Pick out every line in the records below that contains the string "lake", and copy each one in full.

• [Dataset records]:
-- -- --
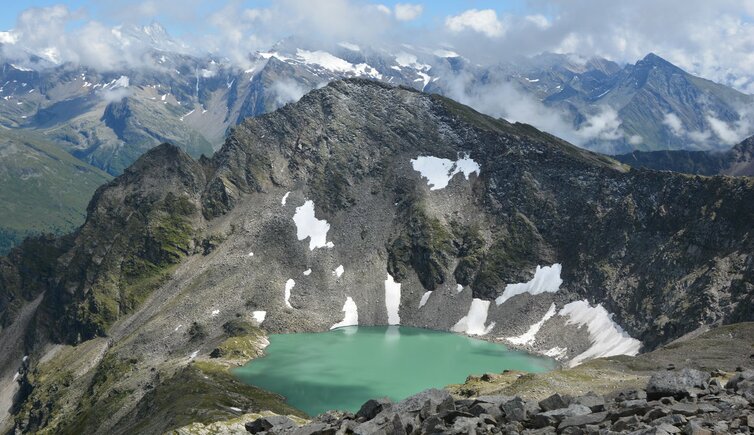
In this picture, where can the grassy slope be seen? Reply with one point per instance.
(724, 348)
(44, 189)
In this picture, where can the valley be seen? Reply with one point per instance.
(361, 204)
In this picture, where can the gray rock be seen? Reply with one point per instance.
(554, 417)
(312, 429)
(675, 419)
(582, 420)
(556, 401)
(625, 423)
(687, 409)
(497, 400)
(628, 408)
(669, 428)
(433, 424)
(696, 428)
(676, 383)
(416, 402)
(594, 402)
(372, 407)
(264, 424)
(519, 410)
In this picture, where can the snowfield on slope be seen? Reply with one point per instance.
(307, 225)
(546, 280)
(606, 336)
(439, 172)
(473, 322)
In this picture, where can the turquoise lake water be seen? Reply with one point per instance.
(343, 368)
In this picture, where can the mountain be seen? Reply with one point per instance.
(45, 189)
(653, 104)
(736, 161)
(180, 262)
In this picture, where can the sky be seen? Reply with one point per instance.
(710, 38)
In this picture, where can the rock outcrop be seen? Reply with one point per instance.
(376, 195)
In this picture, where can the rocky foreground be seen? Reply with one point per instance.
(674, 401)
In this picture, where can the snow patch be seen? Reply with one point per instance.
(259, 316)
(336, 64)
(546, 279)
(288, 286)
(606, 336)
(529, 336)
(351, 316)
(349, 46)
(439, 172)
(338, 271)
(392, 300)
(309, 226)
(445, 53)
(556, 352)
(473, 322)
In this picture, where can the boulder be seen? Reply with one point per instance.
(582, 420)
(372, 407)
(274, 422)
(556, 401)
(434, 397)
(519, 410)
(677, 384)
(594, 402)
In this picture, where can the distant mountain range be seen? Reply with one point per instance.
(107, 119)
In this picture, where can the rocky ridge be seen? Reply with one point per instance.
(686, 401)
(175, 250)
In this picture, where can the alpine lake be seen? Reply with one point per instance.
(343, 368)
-- -- --
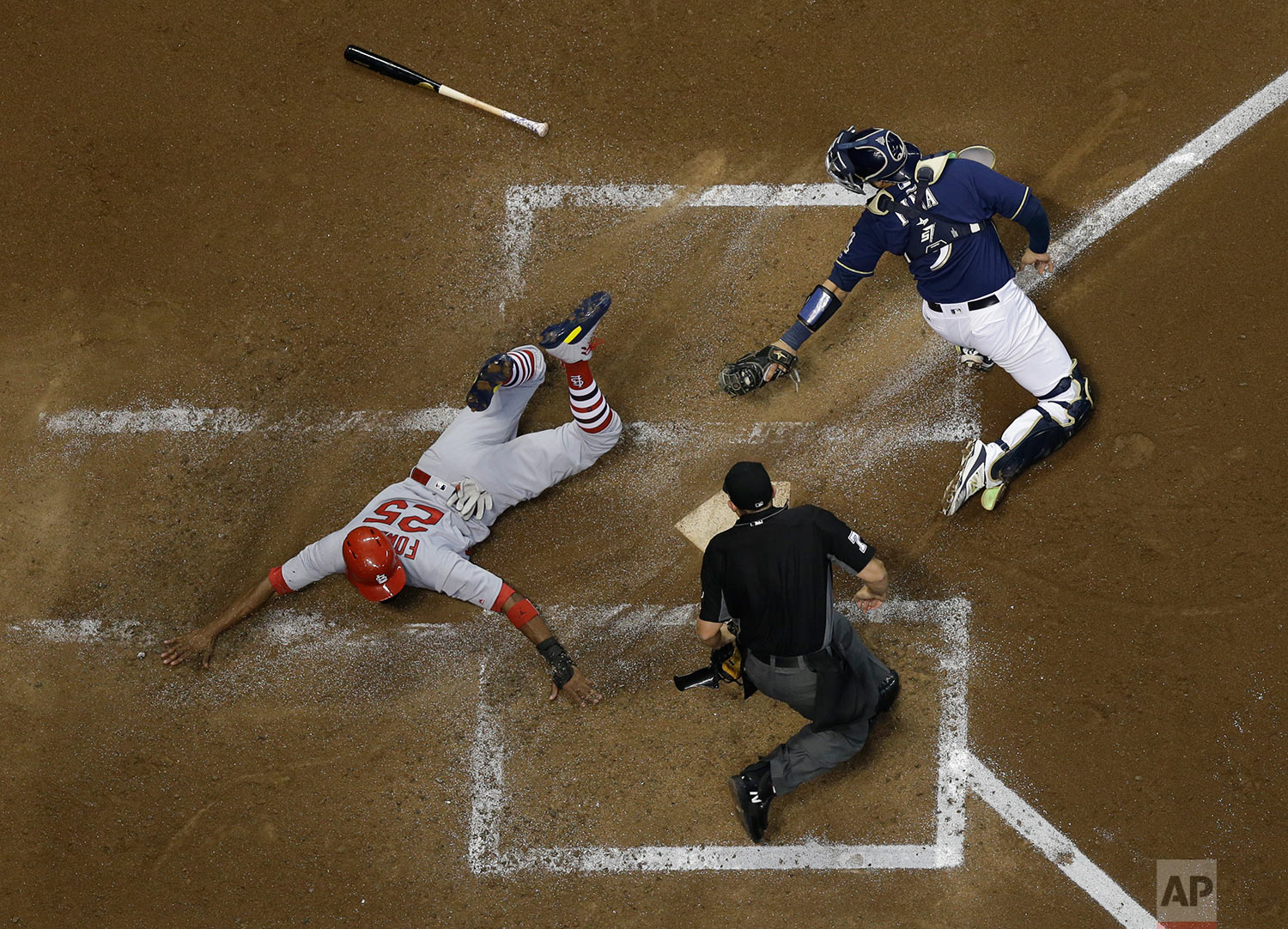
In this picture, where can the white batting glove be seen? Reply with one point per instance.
-- -- --
• [Output for this task]:
In this picture, where can the turquoise lake water be seen? Reply with one point per instance.
In this picture, where can the alpine lake be seen? Reply with one point per instance.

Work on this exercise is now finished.